▶ Problems to work on:
1 > Using the journal entry, answer each question briefly.
(a) What job-related step did the writer ask Sam to take?
(b) Whom did the writer suspect Sam of having an affair with?
(c) At what hour did the writer wake up the night before?
2 > From the journal entry, list everything the writer begged the Lord to do while sobbing.
3 > Repeat the stretch of the journal entry from "i had strong" through "about our relationship.".

▶ Supplied passage:
2 weeks. well, technically 2 weeks at about 1 am.
2 weeks ago tonight i was desperately asking sam to quit his job, i was begging him to see his cell phone bill, i was asking him to cancel his phone, i was asking him if he was willing to do anything i needed for me to be able to trust him.
and he said no.
i had strong suspicions that he was having an affair with C from his store. and he was insisting on his innocence and telling me that the problems we had with trust were that i was obsessive about who he called and text and i didn't trust him.
things get more and more clear to me as the days go by.
i remember crying harder that night than i had ever cried (until that point) and i didn't even know the truth. but i felt so incredibly desperate. i felt trapped. stuck in a marriage with a man who i knew was lying to me (to the extent i wouldn't learn until later) and knowing that i couldn't leave and get a divorce without proof.
i was sobbing. sam thought that i was sobbing about him, and feeling bad about our relationship.
i was sobbing- desperate for the Lord, i was begging the Lord to help me. to rescue me. to show me the truth. to show me His face.
and about 4 hours later He did, in the most life altering way.
i am not sure how much detail i have gotten into. everything happened in the Lord's time.
the night before (monday) i had woken up at 3 am, and had snuck downstairs and gotten sam's phone. there was no evidence other than phone calls to C (which i knew weren't "proof" since they worked together) i had tried to get on his computer, but the battery was almost dead, so i left it alone.

▶ Records:
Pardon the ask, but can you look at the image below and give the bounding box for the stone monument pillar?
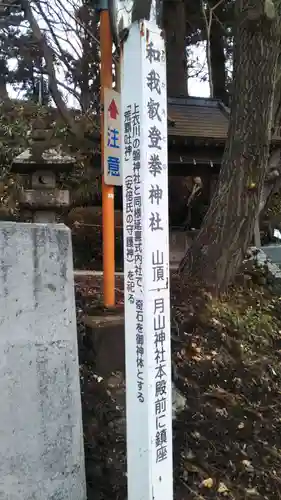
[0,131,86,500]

==

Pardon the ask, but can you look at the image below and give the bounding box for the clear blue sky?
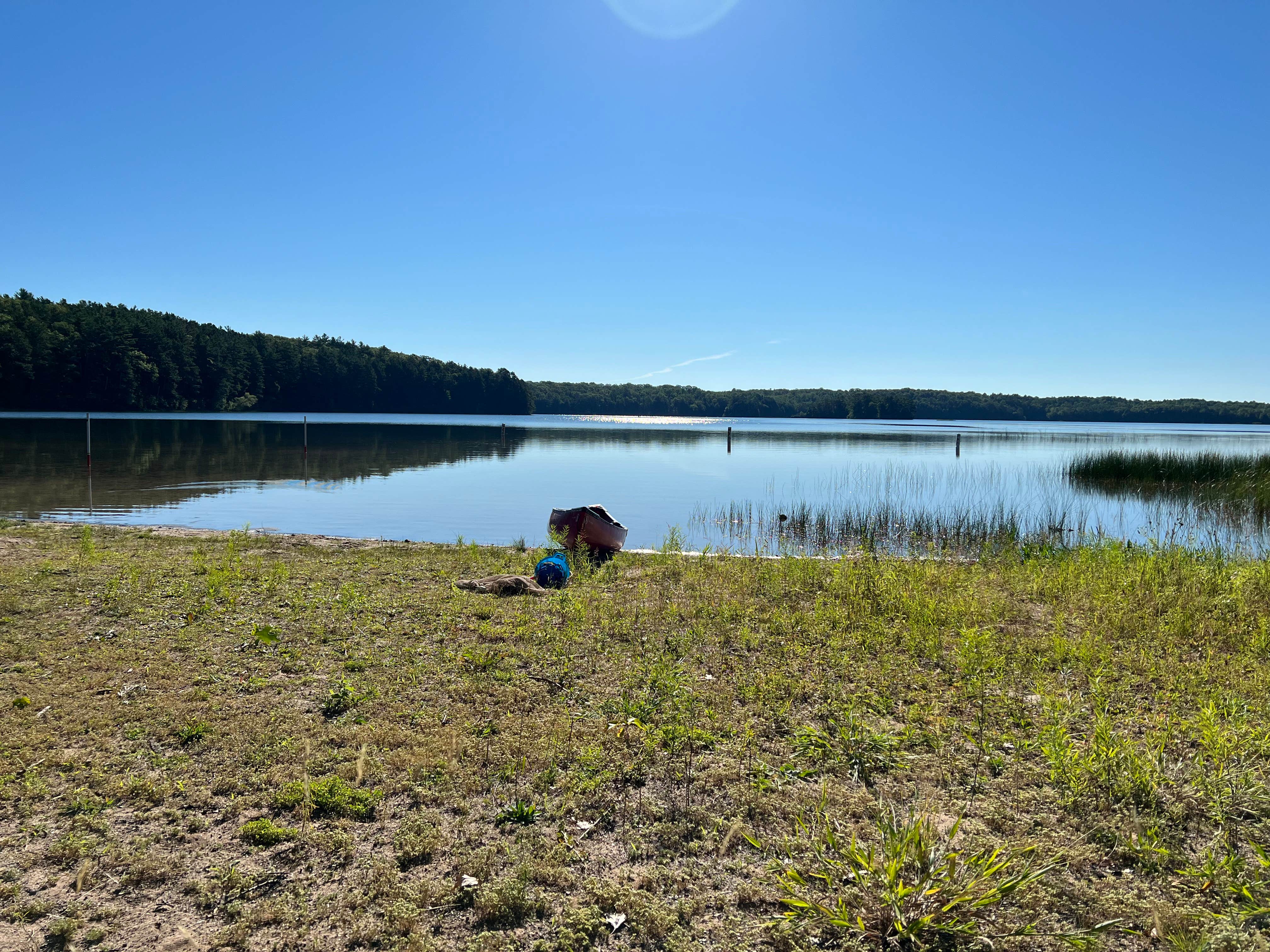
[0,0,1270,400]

▶ Answers given:
1 >
(a) To quit his job.
(b) C from his store.
(c) 3 am.

2 >
- Help the writer
- Rescue the writer
- Show the writer the truth
- Show the writer His face

3 >
i had strong suspicions that he was having an affair with C from his store. and he was insisting on his innocence and telling me that the problems we had with trust were that i was obsessive about who he called and text and i didn't trust him.
things get more and more clear to me as the days go by.
i remember crying harder that night than i had ever cried (until that point) and i didn't even know the truth. but i felt so incredibly desperate. i felt trapped. stuck in a marriage with a man who i knew was lying to me (to the extent i wouldn't learn until later) and knowing that i couldn't leave and get a divorce without proof.
i was sobbing. sam thought that i was sobbing about him, and feeling bad about our relationship.